━━━ SUPPLIED TEXT ━━━

One of the overriding questions surrounding the sudden and sharp increase in agricultural prices in the 2006-2008 period is the role of the index funds in the increase. We have written about it before, as have Derek Headey and Shenggen Fan in their IFPRI Monograph, “Reflections on the Global Food Crisis.” Those who believe that the index funds contributed significantly to the price bubble believe that commodity exchange rules need to be changed. They would like to see similar position limits and other rules put on index funds that are already in place for traditional speculative traders.

Overall, in our view, IFPRI’s Headey and Fan report on the 2006-2008 global food crisis is a solid analysis and we commend them for it. We recommend it as required reading by anyone trying to understand what brought about the “2006-2008 food crisis.” That said, there are some topics that we believe Headey and Fan glossed over too quickly or omitted completely. In previous columns we have discussed a couple of those perceived shortcomings including the role of stocks as reserves and early farmer-based efforts to boost grain prices by jumpstarting the production and use of ethanol.

We also believe Headey and Fan did not dig deeply enough into whether the index funds were important accelerators of grain prices during that time period. One concern is that Headey and Fan use language at times that suggests a lack of understanding about the futures market or at least could provide readers with a misunderstanding of terms and effects of futures trading. For example, they write, “a short futures position (involving contracts that function up to 6 months) protects against price decreases, whereas a long futures position (involving contracts of longer than 6 months) enables the holder to benefit from price increases in the longer term.” The part not included in parentheses is correct but long and short positions are not defined by the length of the contract as suggested in the parentheticals.

At another point Headey and Fan write, “these contracts are just bets on future prices, so why should a bet affect an actual price outcome?” While a single “bet” would not affect an actual price outcome, the total collection of bets or transactions in the futures markets do determine the day-to-day actual prices country elevators offer farmers for their grain as well contribute to the longer-term price discovery process.

Turning specifically to the index funds, Headey and Fan fail to fully explain how the operation of the index funds differs from the way traditional future market participants interact with the market. Producers (or elevator managers after taking possession of the commodity) use the futures market by taking short position on futures contracts to lock in a price for the commodity they are producing or have on hand. Similarly purchasers of these commodities, such as livestock producers or millers, use the futures market by taking long positions as a means to protect themselves against increases in the prices of grain required to produce their products.

━━━ RECORDED INFORMATION ━━━

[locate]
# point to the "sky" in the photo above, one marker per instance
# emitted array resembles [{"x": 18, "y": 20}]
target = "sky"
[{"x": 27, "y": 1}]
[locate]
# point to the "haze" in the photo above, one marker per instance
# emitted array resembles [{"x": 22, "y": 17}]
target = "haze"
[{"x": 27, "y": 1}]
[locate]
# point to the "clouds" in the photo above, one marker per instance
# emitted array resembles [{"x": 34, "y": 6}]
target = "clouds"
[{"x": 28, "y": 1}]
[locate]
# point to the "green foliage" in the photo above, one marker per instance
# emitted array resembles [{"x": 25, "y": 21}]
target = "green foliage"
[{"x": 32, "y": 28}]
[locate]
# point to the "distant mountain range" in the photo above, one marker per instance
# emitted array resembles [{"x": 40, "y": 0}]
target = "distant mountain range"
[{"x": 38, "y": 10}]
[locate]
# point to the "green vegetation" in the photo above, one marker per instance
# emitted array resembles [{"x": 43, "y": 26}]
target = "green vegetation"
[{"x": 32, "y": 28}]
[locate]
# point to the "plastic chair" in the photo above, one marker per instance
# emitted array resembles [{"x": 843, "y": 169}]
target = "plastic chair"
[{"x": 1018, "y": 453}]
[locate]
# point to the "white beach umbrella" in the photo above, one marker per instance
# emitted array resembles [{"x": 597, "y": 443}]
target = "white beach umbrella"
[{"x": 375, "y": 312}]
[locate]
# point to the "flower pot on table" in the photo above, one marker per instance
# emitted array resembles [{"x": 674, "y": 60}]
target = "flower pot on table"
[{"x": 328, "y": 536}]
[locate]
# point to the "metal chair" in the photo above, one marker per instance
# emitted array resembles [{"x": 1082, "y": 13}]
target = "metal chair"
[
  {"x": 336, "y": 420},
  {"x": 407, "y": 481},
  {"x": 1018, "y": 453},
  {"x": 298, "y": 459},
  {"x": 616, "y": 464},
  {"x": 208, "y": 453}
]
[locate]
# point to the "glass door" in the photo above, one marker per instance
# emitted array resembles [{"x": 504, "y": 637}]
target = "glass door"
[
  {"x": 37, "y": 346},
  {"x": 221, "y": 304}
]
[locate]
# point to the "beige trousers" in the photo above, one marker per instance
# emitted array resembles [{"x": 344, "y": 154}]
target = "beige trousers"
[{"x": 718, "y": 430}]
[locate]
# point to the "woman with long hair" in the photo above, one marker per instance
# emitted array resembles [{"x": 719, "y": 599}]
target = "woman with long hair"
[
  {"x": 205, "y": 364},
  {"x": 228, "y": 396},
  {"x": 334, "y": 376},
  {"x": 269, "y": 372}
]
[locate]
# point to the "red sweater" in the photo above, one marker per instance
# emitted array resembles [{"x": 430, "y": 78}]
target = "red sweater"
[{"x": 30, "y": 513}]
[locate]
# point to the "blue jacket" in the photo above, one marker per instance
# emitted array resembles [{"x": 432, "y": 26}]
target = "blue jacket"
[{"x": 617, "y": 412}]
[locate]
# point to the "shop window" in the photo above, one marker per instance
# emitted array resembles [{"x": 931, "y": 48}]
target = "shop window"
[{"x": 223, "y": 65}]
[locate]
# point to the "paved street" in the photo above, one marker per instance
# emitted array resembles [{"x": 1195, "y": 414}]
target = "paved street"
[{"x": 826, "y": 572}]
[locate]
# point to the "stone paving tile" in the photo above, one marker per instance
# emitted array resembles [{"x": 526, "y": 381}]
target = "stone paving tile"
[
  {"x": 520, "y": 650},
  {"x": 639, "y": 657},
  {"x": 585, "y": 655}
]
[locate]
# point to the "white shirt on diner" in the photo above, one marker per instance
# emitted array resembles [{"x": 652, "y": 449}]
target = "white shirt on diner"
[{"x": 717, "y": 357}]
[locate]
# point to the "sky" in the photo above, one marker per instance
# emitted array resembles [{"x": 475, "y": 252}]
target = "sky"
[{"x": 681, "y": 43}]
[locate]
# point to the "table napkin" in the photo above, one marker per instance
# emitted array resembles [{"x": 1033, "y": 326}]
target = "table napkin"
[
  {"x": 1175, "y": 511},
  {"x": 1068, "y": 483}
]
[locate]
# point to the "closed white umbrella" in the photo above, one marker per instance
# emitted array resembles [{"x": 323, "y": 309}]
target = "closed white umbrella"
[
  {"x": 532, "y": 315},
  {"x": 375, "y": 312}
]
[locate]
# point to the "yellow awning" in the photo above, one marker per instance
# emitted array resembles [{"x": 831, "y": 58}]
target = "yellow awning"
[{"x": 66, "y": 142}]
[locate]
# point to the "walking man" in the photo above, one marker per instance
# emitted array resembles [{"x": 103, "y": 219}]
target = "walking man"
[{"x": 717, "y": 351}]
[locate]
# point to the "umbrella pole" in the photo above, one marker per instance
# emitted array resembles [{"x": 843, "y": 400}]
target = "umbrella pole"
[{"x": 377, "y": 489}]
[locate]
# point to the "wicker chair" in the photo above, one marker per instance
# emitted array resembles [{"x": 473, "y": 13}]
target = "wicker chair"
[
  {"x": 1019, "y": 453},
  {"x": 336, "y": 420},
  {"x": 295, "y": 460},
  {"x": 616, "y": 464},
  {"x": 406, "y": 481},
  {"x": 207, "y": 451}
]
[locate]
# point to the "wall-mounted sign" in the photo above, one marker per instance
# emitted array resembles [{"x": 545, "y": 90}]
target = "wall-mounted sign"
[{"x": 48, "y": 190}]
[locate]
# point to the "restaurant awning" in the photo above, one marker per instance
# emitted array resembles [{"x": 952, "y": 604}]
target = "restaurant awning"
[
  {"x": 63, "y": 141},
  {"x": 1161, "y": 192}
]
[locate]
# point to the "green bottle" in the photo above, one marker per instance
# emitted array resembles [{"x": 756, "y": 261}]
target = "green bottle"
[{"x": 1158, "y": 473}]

━━━

TASKS AND EXERCISES
- a) Translate this sentence from the commentary on index funds and the 2006-2008 food crisis into Spanish: "Those who believe that the index funds contributed significantly to the price bubble believe that commodity exchange rules need to be changed."
- b) Using the commentary on index funds and the 2006-2008 food crisis, answer these questions:
(i) What is the title of the IFPRI monograph by Derek Headey and Shenggen Fan?
(ii) Which two perceived shortcomings of that report did previous columns discuss?
(iii) What kind of futures position do purchasers such as livestock producers or millers take?
- c) Proceed with the commentary on index funds and the 2006-2008 food crisis, picking up after its final sentence.

EXPECTED ANSWERS
- a) Quienes creen que los fondos indexados contribuyeron significativamente a la burbuja de precios creen que es necesario cambiar las normas de las bolsas de materias primas.

- b)
(i) "Reflections on the Global Food Crisis."
(ii) The role of stocks as reserves, and early farmer-based efforts to boost grain prices by jumpstarting the production and use of ethanol.
(iii) Long positions.

- c)
Speculators—the other traditional category of participants in futures markets—provide liquidity. They take out both long and short positions, balancing out the market. These traditional speculators may switch from long to short positions or vice versa in a matter of minutes, hours, day, or weeks based on changes in perceptions of market fundamentals, trend analyses or other reasons.

The index funds, on the other hand, are long-only. They buy futures contracts for commodities in the belief that the price in the future will be higher than the present price of that future contract—fundamentals of farm-based commodities are irrelevant to their decision. That is because the prospectus of the index fund sets forth the balance that the fund must maintain among the various commodity futures they are holding. Energy and then mineral commodities typically dominate the basket of commodities with agricultural commodities being a relatively small component.

This means that the fundamentals and/or expectations in the energy and mineral markets rein supreme—grains are along for the ride with little-to-no regard to what is happening in the grain sector. Worries during the period about the availability of oil drove up the price of crude, which caused index funds to rebalance their portfolios by making additional purchases of the other commodities to maintain the specified balance. Since the resulting price increases in agricultural commodities had virtually nothing to do with their market conditions, the record level of activity in the futures market by index funds would seem to make index funds a logical source of possible price overshooting.

At this point, the jury is still out on the importance of the “index fund effect” on farm commodity prices during 2006-2008 but, in our view, it should not be implicitly dismissed as readers could interpret it in the Headey and Fan analysis.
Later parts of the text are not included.